**THE TASK**
Skip all lines in the entries below that come before the one containing "Localize white lace". Repeat that line and the rest exactly.

**EXTRACTED ENTRIES**

--

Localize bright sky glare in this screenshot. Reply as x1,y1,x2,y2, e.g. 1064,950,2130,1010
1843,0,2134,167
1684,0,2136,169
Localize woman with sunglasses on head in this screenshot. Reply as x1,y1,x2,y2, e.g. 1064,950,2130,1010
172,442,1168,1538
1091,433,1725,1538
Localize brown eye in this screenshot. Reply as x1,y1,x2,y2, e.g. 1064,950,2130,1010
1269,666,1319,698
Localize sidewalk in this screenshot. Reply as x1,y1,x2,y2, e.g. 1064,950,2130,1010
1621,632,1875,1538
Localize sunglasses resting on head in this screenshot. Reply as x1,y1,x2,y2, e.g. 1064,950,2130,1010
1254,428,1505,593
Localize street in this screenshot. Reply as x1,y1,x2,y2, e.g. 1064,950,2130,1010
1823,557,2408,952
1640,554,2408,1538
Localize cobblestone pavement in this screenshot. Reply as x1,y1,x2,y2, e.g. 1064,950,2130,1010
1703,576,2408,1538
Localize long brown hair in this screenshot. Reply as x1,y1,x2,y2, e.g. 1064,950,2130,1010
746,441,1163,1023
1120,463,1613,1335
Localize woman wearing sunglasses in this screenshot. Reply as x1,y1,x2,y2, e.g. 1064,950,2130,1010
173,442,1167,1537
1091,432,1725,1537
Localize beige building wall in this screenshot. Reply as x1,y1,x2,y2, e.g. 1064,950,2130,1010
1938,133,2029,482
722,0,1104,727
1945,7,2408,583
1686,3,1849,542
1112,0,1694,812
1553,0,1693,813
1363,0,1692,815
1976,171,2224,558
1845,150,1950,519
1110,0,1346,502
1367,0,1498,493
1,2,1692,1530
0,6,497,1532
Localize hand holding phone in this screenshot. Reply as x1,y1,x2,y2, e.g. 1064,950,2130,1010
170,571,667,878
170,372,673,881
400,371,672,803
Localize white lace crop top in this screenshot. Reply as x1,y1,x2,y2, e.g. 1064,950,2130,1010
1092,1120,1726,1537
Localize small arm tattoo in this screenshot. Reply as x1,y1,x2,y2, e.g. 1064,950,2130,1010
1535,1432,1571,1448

--

**SOLUTION FOR THIS TASK**
Localize white lace crop top in this screenshot. Reply as x1,y1,x2,y2, e.g. 1064,950,2130,1010
1092,1120,1726,1537
Localize small arm tattoo in this screenshot. Reply as x1,y1,x2,y2, e.g. 1064,950,2130,1010
1535,1432,1571,1448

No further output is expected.